§ Your goal: Copy everything in the forum discussion on dun horses from "The reason they" down to "the same effect.".

The reason they want pictures and parentage information is to make sure that a horse inherits 12345 from one or both parents; not 123 from one and 45 from another.

chev
21st Jan 2008, 07:40 PM
Meant to add it interests me because of the atavistic tendencies in dun; that horses who are not dun will over time without man influencing their breeding develop dun characteristics. Perhaps there is more than one 'dun gene' at work, and that mutations over time happen in different places but produce the same effect.

ambatt
21st Jan 2008, 09:32 PM
Thanks Chev, succinct and brilliant explanation as always:D

That was one of my other meanderings about Sorraia, are they dun because they are dun or have they developed atavistic dun as they have always been kept either as a remnant population in geOgraphical isolation (like the Exmoors) or because they have been kept in small closed herds?

§ Stored data entries:

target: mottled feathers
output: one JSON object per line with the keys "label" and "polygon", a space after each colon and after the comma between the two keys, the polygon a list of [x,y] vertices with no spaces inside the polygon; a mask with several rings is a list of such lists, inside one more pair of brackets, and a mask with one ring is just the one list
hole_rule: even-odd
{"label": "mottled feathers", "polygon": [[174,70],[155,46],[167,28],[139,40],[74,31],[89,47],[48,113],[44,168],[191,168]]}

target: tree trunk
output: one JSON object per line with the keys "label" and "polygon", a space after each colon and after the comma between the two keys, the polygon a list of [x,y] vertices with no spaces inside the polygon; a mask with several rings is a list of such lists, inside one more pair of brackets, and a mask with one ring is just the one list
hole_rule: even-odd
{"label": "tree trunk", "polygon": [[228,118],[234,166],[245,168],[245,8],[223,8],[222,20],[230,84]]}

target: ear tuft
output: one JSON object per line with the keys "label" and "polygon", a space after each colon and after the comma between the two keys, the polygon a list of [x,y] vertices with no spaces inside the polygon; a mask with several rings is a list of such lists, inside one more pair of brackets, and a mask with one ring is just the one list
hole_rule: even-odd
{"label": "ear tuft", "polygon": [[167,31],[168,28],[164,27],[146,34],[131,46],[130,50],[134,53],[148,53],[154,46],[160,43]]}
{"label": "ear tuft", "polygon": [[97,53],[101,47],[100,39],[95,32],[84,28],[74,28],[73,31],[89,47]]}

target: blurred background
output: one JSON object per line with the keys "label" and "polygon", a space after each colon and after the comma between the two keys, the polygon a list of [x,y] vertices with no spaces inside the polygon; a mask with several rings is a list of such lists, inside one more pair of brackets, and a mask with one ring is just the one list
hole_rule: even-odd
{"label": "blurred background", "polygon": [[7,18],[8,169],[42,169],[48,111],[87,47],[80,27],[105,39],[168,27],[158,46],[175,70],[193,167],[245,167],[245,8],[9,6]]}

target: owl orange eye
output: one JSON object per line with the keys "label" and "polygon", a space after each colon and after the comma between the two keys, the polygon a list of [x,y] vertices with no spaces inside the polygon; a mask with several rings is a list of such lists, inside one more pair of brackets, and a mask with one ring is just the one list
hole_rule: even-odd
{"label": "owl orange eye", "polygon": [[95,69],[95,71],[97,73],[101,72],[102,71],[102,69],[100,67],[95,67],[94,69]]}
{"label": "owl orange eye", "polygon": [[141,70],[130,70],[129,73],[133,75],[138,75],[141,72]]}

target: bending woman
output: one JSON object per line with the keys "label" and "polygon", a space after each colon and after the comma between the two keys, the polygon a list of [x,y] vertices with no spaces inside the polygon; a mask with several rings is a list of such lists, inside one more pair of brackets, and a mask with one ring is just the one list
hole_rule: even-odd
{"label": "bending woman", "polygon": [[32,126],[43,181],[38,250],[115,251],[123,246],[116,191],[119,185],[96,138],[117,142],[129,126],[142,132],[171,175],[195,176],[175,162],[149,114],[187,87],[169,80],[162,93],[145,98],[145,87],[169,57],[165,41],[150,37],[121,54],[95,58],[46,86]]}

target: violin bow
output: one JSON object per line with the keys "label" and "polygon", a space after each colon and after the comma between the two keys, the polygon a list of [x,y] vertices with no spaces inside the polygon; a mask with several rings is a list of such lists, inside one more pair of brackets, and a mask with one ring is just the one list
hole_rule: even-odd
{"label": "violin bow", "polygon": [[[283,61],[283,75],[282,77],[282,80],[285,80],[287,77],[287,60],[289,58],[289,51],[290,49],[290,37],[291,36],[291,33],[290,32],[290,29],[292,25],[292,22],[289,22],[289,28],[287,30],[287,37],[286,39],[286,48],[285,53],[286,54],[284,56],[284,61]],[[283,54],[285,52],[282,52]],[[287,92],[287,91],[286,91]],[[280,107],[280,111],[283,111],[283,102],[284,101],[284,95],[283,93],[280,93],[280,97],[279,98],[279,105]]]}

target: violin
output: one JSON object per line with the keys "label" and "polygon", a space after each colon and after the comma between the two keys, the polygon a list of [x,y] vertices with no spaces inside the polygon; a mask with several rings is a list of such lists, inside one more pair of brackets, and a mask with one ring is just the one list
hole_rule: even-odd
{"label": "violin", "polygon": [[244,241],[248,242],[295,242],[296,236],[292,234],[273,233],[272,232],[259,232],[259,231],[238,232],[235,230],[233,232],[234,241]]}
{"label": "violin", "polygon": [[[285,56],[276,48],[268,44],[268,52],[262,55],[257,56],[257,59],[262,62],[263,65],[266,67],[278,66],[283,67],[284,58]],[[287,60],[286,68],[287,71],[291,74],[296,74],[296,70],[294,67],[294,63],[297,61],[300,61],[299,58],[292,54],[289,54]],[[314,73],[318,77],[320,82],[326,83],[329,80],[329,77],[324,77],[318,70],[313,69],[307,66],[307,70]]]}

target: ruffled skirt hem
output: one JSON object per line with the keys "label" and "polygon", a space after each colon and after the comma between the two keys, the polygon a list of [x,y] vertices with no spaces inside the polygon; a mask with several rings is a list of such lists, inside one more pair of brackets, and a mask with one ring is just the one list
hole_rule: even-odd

§ Your response:
The reason they want pictures and parentage information is to make sure that a horse inherits 12345 from one or both parents; not 123 from one and 45 from another.

chev
21st Jan 2008, 07:40 PM
Meant to add it interests me because of the atavistic tendencies in dun; that horses who are not dun will over time without man influencing their breeding develop dun characteristics. Perhaps there is more than one 'dun gene' at work, and that mutations over time happen in different places but produce the same effect.